▶ [TASK OBJECTIVE]
Find and return every line of the data that contains the word "sample".

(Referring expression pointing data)
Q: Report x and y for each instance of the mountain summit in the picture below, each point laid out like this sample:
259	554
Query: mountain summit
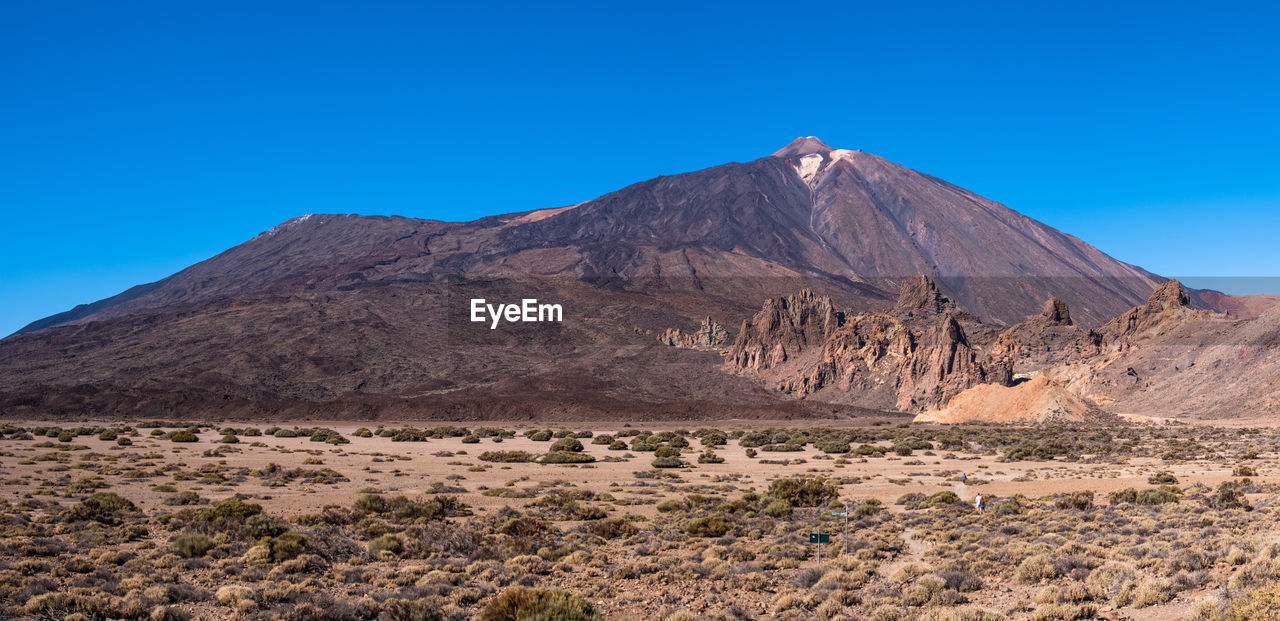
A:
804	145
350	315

* * *

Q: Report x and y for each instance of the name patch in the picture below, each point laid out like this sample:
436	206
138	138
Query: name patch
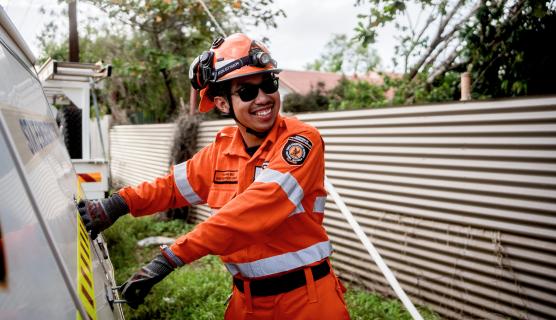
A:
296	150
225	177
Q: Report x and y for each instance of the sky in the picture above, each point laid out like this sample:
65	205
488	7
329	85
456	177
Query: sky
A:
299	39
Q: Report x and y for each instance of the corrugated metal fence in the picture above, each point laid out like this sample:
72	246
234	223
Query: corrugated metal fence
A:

▶ [EXERCISE SOLUTION]
Q: Report x and y for each instance of the mountain summit in the picture below, each point laid out like this sample:
Q: Report x and y for each instance of the name patch in the picture below, each point laid out like this sample:
Q: Report x and y for each instance of the sky in the picture above, each point laid out like this sample:
Q: Report x and y for each instance of the corrugated metal fence in the picture above, each point laid out like this sample:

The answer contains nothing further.